| Work required |
Rewrite the entries below, swapping "stained glass" for "leaded glass" wherever it occurs and leaving every other line unchanged.

| Raw records |
## Start

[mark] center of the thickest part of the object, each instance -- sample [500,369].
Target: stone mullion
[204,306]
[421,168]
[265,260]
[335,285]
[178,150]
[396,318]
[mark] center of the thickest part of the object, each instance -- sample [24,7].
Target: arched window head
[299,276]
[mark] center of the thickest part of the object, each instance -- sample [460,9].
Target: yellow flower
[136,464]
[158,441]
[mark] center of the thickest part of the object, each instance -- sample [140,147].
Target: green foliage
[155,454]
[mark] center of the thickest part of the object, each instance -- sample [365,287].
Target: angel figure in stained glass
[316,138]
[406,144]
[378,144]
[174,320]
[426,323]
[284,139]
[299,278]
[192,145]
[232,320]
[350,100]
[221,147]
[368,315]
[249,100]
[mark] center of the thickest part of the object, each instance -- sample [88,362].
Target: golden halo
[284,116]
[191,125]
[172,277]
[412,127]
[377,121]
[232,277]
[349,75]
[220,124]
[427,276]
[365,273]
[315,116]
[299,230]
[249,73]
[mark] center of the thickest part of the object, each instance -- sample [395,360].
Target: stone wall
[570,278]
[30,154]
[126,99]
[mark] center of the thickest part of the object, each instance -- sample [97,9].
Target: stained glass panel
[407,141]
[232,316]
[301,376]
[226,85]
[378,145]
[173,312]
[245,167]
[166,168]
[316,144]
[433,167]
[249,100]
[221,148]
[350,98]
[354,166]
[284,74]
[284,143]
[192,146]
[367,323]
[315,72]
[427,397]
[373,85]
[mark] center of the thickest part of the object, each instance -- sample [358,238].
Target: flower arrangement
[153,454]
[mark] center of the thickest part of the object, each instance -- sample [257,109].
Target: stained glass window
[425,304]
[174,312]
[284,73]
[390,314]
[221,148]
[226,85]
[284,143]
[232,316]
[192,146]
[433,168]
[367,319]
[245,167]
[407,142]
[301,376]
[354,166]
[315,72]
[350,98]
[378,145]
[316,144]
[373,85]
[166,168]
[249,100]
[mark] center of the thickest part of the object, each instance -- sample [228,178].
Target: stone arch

## End

| Correct response |
[mark] center of the thickest part of the object, each instance -- sample [500,369].
Target: stone mullion
[204,306]
[421,168]
[265,260]
[335,285]
[178,150]
[396,318]
[mark] center of the thickest part of the object, each instance -- sample [24,7].
Target: arched window head
[299,276]
[mark] center of the thickest part of the object, each instance -- sample [460,9].
Target: yellow flower
[136,464]
[158,441]
[mark] center of the thickest part of the object, each instance -- sample [140,147].
Target: green foliage
[155,454]
[mark] center of the thickest part of the object, each instance -- sample [365,287].
Target: angel figure in leaded glass
[316,138]
[406,144]
[378,144]
[174,320]
[426,323]
[284,139]
[299,278]
[192,145]
[232,320]
[350,100]
[221,147]
[368,315]
[249,100]
[mark] center of the thickest part of the object, each instance -- sample [88,362].
Target: golden halo
[284,116]
[191,125]
[172,277]
[412,127]
[377,121]
[232,277]
[349,75]
[220,124]
[427,276]
[365,273]
[315,116]
[299,230]
[249,73]
[mark] center of the thickest part of the object, each instance -- sample [395,360].
Target: stone wall
[570,278]
[30,154]
[126,99]
[mark] center of the thickest part of the object, each instance -- sample [97,9].
Target: leaded glass panel
[407,141]
[232,316]
[301,376]
[226,85]
[378,145]
[173,312]
[245,167]
[166,168]
[316,144]
[433,167]
[249,100]
[221,148]
[350,98]
[354,166]
[284,74]
[284,143]
[192,146]
[367,323]
[315,72]
[427,397]
[373,85]
[mark] center of the thickest part of the object, each instance -- sample [358,238].
Target: flower arrangement
[153,454]
[mark] center of the thickest part of the object, each instance -- sample [257,109].
Target: leaded glass window
[425,304]
[174,312]
[284,73]
[390,314]
[221,148]
[226,85]
[284,143]
[232,316]
[192,146]
[433,168]
[367,319]
[245,167]
[407,142]
[301,376]
[354,166]
[315,72]
[350,98]
[378,145]
[316,144]
[373,85]
[166,168]
[249,100]
[mark] center of the thickest part of the object, each instance -- sample [228,178].
Target: stone arch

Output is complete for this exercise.